§ Recorded information:
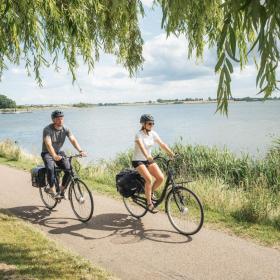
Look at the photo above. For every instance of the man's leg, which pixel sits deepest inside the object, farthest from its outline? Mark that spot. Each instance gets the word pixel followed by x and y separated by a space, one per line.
pixel 65 165
pixel 50 166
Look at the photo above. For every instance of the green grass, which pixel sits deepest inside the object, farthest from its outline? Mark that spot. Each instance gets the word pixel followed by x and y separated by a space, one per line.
pixel 31 255
pixel 249 209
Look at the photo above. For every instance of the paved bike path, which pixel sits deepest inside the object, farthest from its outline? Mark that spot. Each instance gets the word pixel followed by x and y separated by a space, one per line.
pixel 138 249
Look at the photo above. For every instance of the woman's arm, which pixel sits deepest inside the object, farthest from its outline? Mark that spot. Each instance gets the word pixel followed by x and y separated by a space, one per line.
pixel 143 149
pixel 165 147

§ Work instructions: Rewrite the entries above with "outline" swapped for "edge" everywhere, changing nothing else, and leave out the pictures.

§ Completed task:
Look at the photo above. For every instance of the man's leg, which pixel sits deepest inside the object, farthest from its edge? Mark that spot. Each instance gets the word pixel followed by x and y separated by a space, one per line.
pixel 65 165
pixel 50 166
Look at the photo above. For every instance of the green grass, which pixel sits deepest inside the object, farthest from its edge? Mark that spot. Each instance gets the word pixel followed by x and y separated by a space, one per line.
pixel 31 255
pixel 249 209
Look at the photo above. For every instance of the paved bike path, which pixel sits deepest inside the object, farthest from its edge? Mark that spot. Each instance gets the word pixel followed by x and y separated by a space, one per line.
pixel 138 249
Look at the photo above. For every instance of the woman's arm, which pixel sits deepest inside the object, farthest from its edge? Mark that spot. Each instance gets the word pixel followed by x and y separated by a space, one per line.
pixel 143 149
pixel 165 147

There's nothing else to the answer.